Required task A – Select every line of the entries that contains the string "pole", and treat uppercase and lowercase as different.

Document extract –
________________________

# what to download disc1.iso or dvd1.iso



## kutchbhi (Oct 13, 2010)

From this page: ftp://ftp.freebsd.org/pub/FreeBSD/releases/amd64/ISO-IMAGES/8.1/

I think dvd1.iso is the safer method to download freebsd FreeBSD. but But I am on a slow connection and it will take a while to download the full 2gb dvd. disc1.iso seems nice and small at 700mb.

What all does disc1 contain? does Does it contain a simple gui to get started? if If not is it simple enough to get started from the command line? i I am familiar with Linux BTW. 

I googled but couldn't find much info about disc1.iso

Thanks


----------



## graudeejs (Oct 13, 2010)

I suggest dvd, if you can wait 
Or maybe you can download it at friends house


----------



## Nukama (Oct 13, 2010)

Hi, 

Look at paragraph "Availability" in the 
announce message, it describes the content of each image.

FreeBSD is installed by sysinstall (curse based), but you could also install it in Fixit-Environment (needs livefs for RootOnZFS) or install FreeBSD with the PC-BSD graphic installer.

And its easy to start of with the console. Try [CMD=""]apropos()[/CMD] and [CMD=""]man() hier[/CMD] and study the superb FreeBSD handbook first.

Also there are plenty of desktop environments and windows managers available in the ports() system or installable via `# [man]pkg_add[/man] -r program`.


----------



## kutchbhi (Oct 13, 2010)

Thanks for the replies. From what I read, I guess I can use the disc1.iso to get the GUI just fine.


----------



## jem (Oct 14, 2010)

It's more of a TUI (textual user interface) than a GUI.


----------



## Beastie (Oct 14, 2010)

jem said:
			
		

> It's more of a TUI (textual user interface) than a GUI.


All disc/DVD/pendrive images have sysinstall. But I guess kutchbhi is talking about Xorg and a WM/DE, in which case s/he is mistaken since disc1 only has documentation packages and no software packages, "GUI" or else.


----------

________________________

Rows from a segmentation dataset:
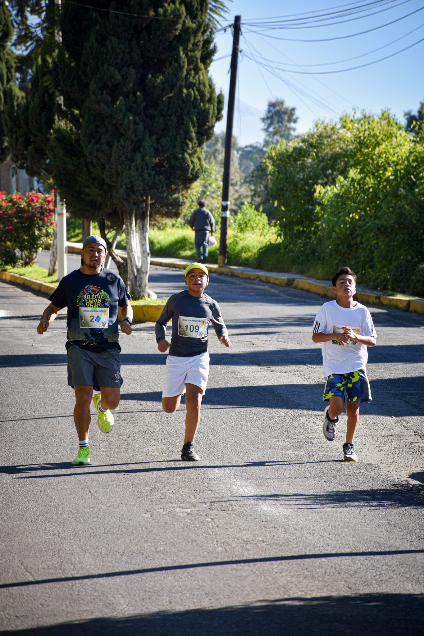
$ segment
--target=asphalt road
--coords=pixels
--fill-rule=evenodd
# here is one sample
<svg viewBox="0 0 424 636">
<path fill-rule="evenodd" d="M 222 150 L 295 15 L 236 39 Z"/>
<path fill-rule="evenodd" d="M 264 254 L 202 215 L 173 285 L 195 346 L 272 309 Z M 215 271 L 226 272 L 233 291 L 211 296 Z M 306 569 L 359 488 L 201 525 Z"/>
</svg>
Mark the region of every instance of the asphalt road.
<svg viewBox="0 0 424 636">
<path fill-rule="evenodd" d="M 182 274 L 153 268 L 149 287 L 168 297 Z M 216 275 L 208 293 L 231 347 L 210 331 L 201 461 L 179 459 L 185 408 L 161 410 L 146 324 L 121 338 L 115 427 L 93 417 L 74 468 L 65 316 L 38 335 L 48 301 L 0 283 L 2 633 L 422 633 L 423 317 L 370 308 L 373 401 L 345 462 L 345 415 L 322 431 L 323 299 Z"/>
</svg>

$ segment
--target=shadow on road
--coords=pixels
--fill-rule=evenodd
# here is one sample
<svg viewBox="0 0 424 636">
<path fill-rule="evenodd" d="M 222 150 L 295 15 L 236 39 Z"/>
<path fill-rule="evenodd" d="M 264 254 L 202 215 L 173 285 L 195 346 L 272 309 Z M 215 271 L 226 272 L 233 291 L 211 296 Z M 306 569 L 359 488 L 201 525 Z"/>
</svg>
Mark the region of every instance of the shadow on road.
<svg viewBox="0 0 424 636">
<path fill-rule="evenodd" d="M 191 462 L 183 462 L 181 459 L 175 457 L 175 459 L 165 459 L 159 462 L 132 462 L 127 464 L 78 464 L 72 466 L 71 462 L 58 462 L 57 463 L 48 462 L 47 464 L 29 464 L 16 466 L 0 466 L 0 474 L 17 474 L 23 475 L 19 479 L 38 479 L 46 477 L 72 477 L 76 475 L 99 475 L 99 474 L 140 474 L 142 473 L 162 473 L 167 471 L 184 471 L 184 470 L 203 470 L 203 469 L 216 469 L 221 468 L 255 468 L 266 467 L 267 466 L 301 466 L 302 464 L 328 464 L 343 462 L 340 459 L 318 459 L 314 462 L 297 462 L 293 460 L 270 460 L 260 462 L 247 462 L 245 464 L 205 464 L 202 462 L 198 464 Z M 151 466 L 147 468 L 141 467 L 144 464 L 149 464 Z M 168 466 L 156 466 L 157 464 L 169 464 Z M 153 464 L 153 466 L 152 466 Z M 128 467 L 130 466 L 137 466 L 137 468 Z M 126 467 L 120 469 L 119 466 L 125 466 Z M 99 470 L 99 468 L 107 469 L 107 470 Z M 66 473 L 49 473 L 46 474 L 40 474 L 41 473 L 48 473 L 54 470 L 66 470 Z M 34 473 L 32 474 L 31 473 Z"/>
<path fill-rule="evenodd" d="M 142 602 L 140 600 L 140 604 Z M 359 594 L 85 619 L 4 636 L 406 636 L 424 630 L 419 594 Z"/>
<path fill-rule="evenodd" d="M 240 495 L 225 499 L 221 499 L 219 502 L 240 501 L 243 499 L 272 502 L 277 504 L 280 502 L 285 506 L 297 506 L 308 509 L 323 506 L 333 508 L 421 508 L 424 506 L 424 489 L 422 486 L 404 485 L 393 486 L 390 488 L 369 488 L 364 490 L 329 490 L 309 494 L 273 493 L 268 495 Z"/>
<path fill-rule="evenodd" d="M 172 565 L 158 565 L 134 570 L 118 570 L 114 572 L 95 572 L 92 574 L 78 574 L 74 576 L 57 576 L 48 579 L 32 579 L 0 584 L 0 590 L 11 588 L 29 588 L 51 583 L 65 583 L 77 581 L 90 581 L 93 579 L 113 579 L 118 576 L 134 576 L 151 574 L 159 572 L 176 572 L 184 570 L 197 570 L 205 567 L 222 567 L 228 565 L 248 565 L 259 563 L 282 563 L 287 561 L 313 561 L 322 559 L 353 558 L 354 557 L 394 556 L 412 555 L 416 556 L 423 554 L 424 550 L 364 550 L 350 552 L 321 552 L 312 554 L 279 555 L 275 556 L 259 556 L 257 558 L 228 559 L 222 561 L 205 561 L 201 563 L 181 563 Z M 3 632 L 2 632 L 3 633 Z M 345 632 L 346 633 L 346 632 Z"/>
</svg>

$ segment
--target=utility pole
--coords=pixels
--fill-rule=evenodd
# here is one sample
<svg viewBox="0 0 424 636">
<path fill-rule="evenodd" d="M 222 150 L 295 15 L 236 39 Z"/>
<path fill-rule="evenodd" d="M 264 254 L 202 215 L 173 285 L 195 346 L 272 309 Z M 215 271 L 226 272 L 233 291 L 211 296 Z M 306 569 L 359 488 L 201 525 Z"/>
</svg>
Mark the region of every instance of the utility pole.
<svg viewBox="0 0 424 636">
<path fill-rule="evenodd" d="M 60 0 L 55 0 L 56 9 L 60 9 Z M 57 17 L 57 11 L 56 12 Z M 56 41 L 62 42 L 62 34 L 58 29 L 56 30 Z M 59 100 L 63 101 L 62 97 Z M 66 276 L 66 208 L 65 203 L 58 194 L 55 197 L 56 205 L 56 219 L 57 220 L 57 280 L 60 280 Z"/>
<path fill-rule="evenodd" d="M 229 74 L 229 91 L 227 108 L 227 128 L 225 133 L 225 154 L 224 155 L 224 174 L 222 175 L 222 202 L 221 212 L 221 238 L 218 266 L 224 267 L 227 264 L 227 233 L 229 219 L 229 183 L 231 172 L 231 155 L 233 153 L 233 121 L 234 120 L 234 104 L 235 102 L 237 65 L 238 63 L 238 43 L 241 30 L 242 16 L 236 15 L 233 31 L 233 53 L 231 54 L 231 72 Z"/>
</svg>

________________________

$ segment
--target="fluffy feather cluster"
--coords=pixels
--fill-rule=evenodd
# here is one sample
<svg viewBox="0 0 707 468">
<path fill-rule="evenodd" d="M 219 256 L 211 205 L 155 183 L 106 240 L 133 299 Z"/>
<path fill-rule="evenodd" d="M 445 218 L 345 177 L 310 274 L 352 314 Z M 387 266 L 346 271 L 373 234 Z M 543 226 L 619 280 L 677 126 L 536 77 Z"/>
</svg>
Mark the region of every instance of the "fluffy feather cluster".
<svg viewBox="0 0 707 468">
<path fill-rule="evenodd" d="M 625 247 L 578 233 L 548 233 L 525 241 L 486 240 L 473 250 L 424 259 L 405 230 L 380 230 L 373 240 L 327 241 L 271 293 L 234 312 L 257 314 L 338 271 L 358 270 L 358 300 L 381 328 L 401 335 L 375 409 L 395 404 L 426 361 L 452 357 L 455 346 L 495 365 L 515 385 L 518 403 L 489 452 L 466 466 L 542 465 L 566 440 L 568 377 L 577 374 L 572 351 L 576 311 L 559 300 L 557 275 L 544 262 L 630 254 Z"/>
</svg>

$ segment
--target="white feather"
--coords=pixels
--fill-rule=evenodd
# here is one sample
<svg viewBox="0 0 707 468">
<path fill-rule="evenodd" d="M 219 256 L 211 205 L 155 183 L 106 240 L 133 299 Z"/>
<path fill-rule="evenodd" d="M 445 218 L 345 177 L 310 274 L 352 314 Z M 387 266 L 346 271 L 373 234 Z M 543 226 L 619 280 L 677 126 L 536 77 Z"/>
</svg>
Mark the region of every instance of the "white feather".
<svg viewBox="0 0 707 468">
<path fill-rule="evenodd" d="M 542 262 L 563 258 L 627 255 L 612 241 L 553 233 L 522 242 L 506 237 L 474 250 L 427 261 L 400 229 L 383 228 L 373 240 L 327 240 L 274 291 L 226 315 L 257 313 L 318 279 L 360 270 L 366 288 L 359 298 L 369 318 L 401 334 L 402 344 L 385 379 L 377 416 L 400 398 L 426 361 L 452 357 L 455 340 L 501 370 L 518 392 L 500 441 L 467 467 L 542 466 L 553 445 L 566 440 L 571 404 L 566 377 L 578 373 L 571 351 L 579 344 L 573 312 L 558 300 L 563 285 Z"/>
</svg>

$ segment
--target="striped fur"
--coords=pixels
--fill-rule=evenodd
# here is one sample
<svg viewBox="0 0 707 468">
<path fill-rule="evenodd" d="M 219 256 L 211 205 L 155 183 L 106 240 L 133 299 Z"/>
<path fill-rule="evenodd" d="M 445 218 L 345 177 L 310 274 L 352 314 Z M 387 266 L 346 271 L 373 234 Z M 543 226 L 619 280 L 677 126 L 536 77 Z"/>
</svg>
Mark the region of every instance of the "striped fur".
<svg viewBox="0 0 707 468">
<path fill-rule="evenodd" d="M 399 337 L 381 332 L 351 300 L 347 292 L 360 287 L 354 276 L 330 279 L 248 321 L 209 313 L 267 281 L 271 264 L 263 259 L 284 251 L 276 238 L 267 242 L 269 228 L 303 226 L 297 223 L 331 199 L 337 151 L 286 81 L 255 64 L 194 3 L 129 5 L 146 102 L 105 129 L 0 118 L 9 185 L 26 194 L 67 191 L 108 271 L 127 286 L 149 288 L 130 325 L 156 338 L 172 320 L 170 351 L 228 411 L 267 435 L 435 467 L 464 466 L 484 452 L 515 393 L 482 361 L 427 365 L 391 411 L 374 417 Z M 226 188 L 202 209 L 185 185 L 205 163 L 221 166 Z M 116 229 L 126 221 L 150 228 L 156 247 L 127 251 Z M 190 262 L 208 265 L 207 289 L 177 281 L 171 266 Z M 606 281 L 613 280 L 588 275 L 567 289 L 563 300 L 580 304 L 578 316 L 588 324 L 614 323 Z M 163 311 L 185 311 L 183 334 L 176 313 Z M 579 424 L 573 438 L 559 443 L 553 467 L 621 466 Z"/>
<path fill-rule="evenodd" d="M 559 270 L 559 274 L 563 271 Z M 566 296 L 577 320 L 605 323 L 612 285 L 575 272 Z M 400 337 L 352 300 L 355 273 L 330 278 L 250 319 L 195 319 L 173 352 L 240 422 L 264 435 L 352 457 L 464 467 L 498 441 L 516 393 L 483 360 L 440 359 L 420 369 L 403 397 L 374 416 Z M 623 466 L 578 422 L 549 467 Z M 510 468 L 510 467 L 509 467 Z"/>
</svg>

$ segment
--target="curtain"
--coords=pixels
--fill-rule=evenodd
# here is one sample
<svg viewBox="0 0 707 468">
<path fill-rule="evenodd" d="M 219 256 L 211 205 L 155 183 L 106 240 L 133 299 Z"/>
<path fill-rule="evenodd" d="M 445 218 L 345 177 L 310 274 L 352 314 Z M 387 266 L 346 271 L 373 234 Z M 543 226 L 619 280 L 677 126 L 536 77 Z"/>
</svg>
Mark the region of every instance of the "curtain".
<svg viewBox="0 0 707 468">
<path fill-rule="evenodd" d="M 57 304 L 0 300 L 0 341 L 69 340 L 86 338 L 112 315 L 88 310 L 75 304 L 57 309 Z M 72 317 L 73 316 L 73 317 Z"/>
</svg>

________________________

Required task B – Using the forum thread about downloading FreeBSD images, decide whether each statement agrees with it: (i) Beastie says disc1 has only documentation packages and no software packages; (ii) graudeejs recommends downloading disc1.iso; (iii) kutchbhi gives the size of disc1.iso as 700mb. Answer yes or no for each, quoting the words from the forum thread that decide it.

Output A –
--target=utility pole
Mark the region of every instance of the utility pole.

Output B –
(i) Yes: "disc1 only has documentation packages and no software packages"
(ii) No: "I suggest dvd, if you can wait"
(iii) Yes: "disc1.iso seems nice and small at 700mb."